*TASK DIRECTIONS*. Copy every one of the records below word for word, keeping each line unchanged.

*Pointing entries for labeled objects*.

____________

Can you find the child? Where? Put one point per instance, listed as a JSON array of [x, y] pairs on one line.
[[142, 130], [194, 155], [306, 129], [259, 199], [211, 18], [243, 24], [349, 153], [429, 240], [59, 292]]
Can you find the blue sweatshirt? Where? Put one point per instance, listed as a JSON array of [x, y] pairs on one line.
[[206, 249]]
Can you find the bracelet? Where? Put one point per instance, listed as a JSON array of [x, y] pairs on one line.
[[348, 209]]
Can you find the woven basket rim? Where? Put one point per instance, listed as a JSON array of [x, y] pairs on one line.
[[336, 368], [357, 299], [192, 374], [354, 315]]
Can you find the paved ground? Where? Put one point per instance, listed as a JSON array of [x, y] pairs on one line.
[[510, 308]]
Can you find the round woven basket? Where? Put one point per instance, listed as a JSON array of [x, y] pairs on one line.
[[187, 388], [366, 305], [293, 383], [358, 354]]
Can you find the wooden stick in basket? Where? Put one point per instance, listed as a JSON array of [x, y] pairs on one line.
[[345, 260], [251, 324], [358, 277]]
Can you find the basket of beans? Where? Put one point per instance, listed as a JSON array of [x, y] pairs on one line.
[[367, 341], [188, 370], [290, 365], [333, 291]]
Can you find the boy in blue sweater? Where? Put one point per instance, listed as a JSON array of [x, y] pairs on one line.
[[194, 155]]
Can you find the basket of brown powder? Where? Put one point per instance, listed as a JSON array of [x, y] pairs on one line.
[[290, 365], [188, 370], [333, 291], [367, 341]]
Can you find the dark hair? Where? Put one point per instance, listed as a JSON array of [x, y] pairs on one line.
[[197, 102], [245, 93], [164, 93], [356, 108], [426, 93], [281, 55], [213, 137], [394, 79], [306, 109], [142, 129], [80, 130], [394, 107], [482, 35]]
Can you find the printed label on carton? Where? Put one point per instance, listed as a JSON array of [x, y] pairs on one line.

____________

*SOLUTION FOR THIS TASK*.
Can you find the child? Where? Put one point per instance, listed as a JSON array of [x, y] pairs on one line.
[[142, 130], [194, 155], [306, 129], [259, 199], [211, 18], [243, 24], [349, 153], [429, 240], [59, 292]]
Can you find the blue sweatshirt? Where? Put one point per instance, listed as a JSON array of [x, y] pairs on one line.
[[206, 249]]
Can you find the bracelet? Where? Put one point per instance, listed as a JSON array of [x, y] pairs on one line.
[[348, 209]]
Can you find the woven basket rim? Where? Put one point per instance, listed as a JSON array of [x, y] pairs on one line.
[[336, 368], [357, 299], [192, 374], [354, 315]]
Can you find the paved ground? Where? Put one point per instance, listed as a JSON array of [x, y] pairs on one line.
[[510, 308]]
Can you find the round woven basket? Where? Put one point per instance, listed as a JSON array of [x, y] pairs on one line.
[[187, 388], [366, 305], [293, 383], [358, 354]]
Can you find the wooden stick in basket? Where? Put one point per instance, listed as a JSON array of [x, y] pairs on one line.
[[345, 260], [251, 324], [358, 277]]
Can you find the basket of beans? Where? Put one point per instance, listed as a JSON array of [x, y] pairs on one line.
[[367, 341], [188, 370], [290, 365], [333, 291]]
Can you find the boy in blue sweater? Where? Put one point per instance, listed as a JSON array of [x, y] pairs on one line.
[[194, 155]]
Can you find the basket of brown powder? Where? Put one point per instance, listed as a JSON array of [x, y] pairs on one line.
[[290, 365], [188, 370], [333, 291], [367, 341]]
Can you find the dark hair? Where? Put one point per instance, listed as a JSON array of [x, y] pairs on one line.
[[197, 102], [245, 93], [164, 93], [356, 108], [426, 93], [281, 55], [213, 137], [394, 79], [306, 109], [142, 129], [80, 130], [394, 107], [482, 35]]
Can you find the printed label on carton? Where? Put one point per instance, listed as a JSON array of [x, y] pairs on one line.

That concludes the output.